** begin Exercise material **
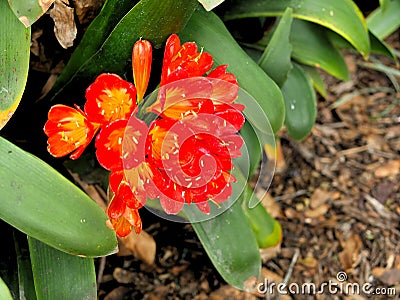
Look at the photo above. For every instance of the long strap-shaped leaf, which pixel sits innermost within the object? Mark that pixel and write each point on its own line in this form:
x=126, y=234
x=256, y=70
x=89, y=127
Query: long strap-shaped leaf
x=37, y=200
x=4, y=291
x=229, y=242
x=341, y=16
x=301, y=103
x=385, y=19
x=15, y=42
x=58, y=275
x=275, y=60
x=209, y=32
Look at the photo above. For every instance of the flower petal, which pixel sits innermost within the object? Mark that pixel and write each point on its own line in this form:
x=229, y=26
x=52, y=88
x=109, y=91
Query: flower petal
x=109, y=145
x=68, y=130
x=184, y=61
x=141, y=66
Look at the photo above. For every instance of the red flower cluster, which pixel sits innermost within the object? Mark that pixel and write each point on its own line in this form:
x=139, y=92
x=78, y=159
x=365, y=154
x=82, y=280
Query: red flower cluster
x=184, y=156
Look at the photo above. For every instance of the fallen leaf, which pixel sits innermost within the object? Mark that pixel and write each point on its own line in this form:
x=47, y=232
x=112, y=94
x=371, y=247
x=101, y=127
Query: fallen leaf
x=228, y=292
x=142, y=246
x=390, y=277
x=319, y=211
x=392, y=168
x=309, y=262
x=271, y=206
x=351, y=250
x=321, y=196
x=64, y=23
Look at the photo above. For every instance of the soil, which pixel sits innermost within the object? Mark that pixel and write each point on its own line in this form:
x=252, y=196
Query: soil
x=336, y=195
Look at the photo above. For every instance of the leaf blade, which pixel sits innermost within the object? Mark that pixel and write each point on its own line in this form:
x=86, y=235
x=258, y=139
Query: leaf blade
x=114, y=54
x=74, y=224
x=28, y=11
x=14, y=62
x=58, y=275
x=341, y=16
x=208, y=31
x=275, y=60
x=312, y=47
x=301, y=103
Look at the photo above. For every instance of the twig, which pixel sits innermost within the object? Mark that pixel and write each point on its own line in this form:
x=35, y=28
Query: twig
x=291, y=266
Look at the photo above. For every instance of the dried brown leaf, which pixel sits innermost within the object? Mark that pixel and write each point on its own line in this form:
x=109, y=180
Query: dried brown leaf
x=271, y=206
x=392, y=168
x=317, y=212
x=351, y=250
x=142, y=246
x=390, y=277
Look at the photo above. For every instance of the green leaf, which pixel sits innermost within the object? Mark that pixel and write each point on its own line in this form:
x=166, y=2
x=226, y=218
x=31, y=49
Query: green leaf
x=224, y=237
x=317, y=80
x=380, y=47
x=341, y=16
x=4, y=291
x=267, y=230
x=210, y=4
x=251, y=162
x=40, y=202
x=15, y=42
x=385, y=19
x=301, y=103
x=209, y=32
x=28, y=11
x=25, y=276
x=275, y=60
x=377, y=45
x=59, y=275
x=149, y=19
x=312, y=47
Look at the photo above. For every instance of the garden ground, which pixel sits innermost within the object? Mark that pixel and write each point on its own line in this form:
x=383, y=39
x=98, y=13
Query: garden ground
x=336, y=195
** end Exercise material **
** begin Exercise material **
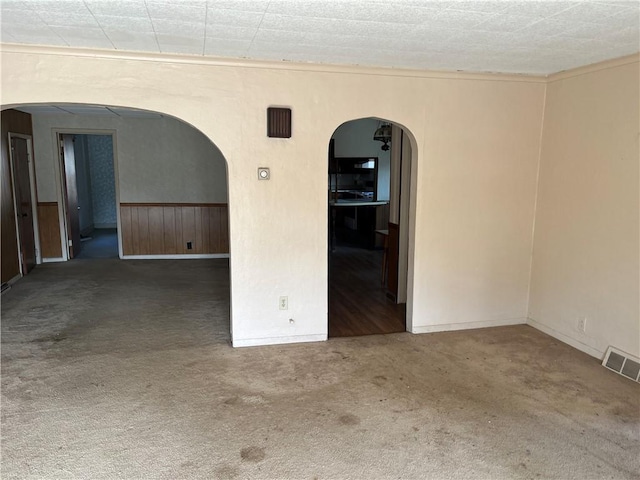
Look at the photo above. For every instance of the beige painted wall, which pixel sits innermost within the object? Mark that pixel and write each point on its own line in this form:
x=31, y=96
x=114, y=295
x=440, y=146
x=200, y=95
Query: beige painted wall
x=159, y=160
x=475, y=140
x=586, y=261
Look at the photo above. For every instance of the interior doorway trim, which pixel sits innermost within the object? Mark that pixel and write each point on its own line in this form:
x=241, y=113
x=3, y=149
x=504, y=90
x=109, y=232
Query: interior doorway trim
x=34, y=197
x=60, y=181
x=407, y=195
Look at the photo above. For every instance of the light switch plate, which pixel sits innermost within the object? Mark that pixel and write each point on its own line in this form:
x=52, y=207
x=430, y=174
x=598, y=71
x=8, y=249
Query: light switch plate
** end Exercise material **
**Problem to work on**
List in full each line of the material above that contains the word "fallen". Letter case must match.

**Reply**
Look at the photo above. For every instance of the fallen leaf, which pixel sits innermost within the object? Mark that pixel and write each point on its own line in this form:
Query: fallen leaf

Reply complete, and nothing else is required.